• [DIRECTIVE] Summarize the passage on affine normalization in three sentences.

• [EXTRACT]
Affine normalization will (by default and recommended) normalize
*all* arrays together and at once. This will guarantee that
all arrays are "on the same scale". Thus, it *not* recommended
to apply a classical between-array scale normalization afterward.
Moreover, the average log-ratio will be zero after an affine
normalization.

Note that an affine normalization will only remove curvature in the log-ratios at lower intensities. If a strong intensity-dependent bias at high intensities remains, this is most likely due to saturation effects, such as too high PMT settings or quenching.

Note that for a perfect affine normalization you *should*
expect much higher noise levels in the *log-ratios* at lower
intensities than at higher. It should also be approximately
symmetric around zero log-ratio.
In other words, *a strong fanning effect is a good sign*.

• [ROWS]

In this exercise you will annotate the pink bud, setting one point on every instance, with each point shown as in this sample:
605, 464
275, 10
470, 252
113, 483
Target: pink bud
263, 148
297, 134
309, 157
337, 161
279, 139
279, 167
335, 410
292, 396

• [OUTPUT BELOW] Affine normalization by default normalizes all arrays together at once, which puts them on the same scale, so a classical between-array scale normalization afterward is not recommended, and the average log-ratio becomes zero. It removes curvature in the log-ratios only at lower intensities, so a strong intensity-dependent bias left at high intensities is most likely due to saturation effects such as too high PMT settings or quenching. A perfect affine normalization should show much higher noise in the log-ratios at lower intensities than at higher ones, roughly symmetric around zero log-ratio, which makes a strong fanning effect a good sign.